━━━ TEXTO DADO
Era Quevedo un escritor barroco, pequeño sólo de cuerpo, una cabeza privilegiada, una pluma bermeja (no hay más que decir para quien conoce la furia y acidez de su vida y obra), los ojos, desorbitados en la expresión, que parecía que miraba las almas, hábiles para desenmascarar apariencias; la nariz, entre “desengaño” e “intolerancia”, porque la decadencia que le rodeaba había agudizado sus sentidos; la cara, descolorida del miedo a la muerte, que, de inseparable presencia, parecía que amenazaba con llevárselo desde la cuna; los sentimientos, le faltaban no sé cuántos, y pienso que por creerlos debilidad, los había desterrado… El habla, inabarcable, brillante, ingeniosa, conceptista, intelectual, satírica, petrarquista, inimitable, desmesurada, moralizante, violenta. Al fin, él era archibarroco y protogenio.
Durante los últimos años, al pasear por el centro de la ciudad suelo hacer un alto en una conocida librería. Allí, en la primera planta, en las estanterías dedicadas a la poesía, en el anaquel más alto y a la izquierda, letra a, aprisionado entre nobles volúmenes de anónimos y antologías, ignorado por Alberti y Auden, tímido y ausente, asoma un libro de lomo blanco titulado Poesía china, siglos IX a. C. – XX. Elijo una página al azar, leo una o dos poesías y me invade una emoción serena. Después vuelvo a colocar el libro en su sitio y, he de confesarlo, lo dejo bien escondido para evitar que lo adquiera algún despistado y me prive durante un tiempo de mi pequeño y placentero ritual.
No recuerdo por qué abrí ese libro por primera vez. Supongo que la curiosidad por lo desconocido y la inquietud del lector que ya es consciente de que nunca podrá leer todo lo que desearía, y que no quiere dejar pasar oportunidades. El caso es que, tras una primera experiencia, me vi tentado a investigar la historia de esa literatura, el contexto socio-político, su poética y a sus autores; adquiriría el libro y lo devoraría. Afortunadamente, no lo hice.
━━━━━━
ENCARGO A - Copia de nuevo el pasaje del texto dado que empieza en las palabras "No recuerdo por" y termina tras "no lo hice.", sustituyendo "curiosidad" por "avidez".
ENCARGO B - Según el texto dado, ¿qué título tiene el libro de lomo blanco que asoma en el anaquel más alto?
ENCARGO C - Enumera todo lo que, según el texto dado, quien escribe se vio tentado a investigar tras su primera experiencia con el libro.
━━━ LÍNEAS DADAS
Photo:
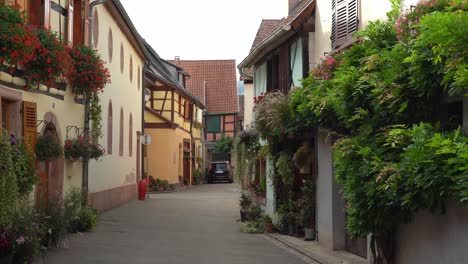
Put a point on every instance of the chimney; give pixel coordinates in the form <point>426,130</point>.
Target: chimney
<point>293,4</point>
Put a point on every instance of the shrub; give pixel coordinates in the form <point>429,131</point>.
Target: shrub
<point>47,147</point>
<point>8,187</point>
<point>23,162</point>
<point>253,227</point>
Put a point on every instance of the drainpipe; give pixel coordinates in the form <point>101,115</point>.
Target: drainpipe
<point>84,184</point>
<point>143,105</point>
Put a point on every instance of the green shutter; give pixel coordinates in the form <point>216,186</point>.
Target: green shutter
<point>213,124</point>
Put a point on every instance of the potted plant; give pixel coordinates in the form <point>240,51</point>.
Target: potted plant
<point>308,209</point>
<point>47,148</point>
<point>245,202</point>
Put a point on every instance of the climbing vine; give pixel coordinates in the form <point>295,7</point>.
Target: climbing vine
<point>395,156</point>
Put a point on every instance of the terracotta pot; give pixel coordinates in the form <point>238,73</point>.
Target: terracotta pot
<point>309,234</point>
<point>269,228</point>
<point>244,216</point>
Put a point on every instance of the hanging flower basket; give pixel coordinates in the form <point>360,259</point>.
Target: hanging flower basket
<point>47,148</point>
<point>18,41</point>
<point>80,148</point>
<point>90,75</point>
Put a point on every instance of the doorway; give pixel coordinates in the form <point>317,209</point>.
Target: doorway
<point>50,185</point>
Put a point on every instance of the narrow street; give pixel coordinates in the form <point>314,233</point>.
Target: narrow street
<point>198,225</point>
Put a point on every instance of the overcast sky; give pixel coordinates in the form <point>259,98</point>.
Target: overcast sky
<point>202,29</point>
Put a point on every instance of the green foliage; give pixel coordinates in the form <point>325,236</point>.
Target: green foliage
<point>95,115</point>
<point>400,171</point>
<point>23,163</point>
<point>47,147</point>
<point>273,115</point>
<point>245,201</point>
<point>8,187</point>
<point>284,167</point>
<point>253,227</point>
<point>28,229</point>
<point>224,144</point>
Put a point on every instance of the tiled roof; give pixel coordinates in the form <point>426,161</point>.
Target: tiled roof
<point>266,28</point>
<point>221,84</point>
<point>286,29</point>
<point>166,72</point>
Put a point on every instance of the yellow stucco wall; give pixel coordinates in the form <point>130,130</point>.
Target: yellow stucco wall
<point>115,170</point>
<point>67,113</point>
<point>164,160</point>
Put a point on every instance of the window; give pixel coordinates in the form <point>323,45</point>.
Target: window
<point>121,133</point>
<point>130,135</point>
<point>109,129</point>
<point>138,78</point>
<point>80,22</point>
<point>130,69</point>
<point>122,58</point>
<point>95,28</point>
<point>344,21</point>
<point>213,124</point>
<point>110,45</point>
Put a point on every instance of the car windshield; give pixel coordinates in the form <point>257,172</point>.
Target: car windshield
<point>219,166</point>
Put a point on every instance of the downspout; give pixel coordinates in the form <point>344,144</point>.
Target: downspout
<point>84,183</point>
<point>143,105</point>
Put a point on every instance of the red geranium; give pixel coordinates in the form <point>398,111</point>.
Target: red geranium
<point>90,74</point>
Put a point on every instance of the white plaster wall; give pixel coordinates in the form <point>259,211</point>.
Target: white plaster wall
<point>323,12</point>
<point>330,204</point>
<point>371,10</point>
<point>248,104</point>
<point>115,170</point>
<point>435,239</point>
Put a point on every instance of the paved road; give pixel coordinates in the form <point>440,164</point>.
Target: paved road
<point>196,226</point>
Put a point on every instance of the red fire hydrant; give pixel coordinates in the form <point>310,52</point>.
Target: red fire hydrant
<point>142,190</point>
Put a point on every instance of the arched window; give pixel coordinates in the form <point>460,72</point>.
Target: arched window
<point>109,129</point>
<point>130,135</point>
<point>95,28</point>
<point>121,133</point>
<point>110,45</point>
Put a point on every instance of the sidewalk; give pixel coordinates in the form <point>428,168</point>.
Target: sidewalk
<point>315,251</point>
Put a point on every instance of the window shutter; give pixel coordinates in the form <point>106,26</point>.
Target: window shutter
━━━━━━
RESPUESTA ESCRITA A -
No recuerdo por qué abrí ese libro por primera vez. Supongo que la avidez por lo desconocido y la inquietud del lector que ya es consciente de que nunca podrá leer todo lo que desearía, y que no quiere dejar pasar oportunidades. El caso es que, tras una primera experiencia, me vi tentado a investigar la historia de esa literatura, el contexto socio-político, su poética y a sus autores; adquiriría el libro y lo devoraría. Afortunadamente, no lo hice.

RESPUESTA ESCRITA B - Se titula Poesía china, siglos IX a. C. – XX.

RESPUESTA ESCRITA C -
- La historia de esa literatura
- El contexto socio-político
- Su poética
- Sus autores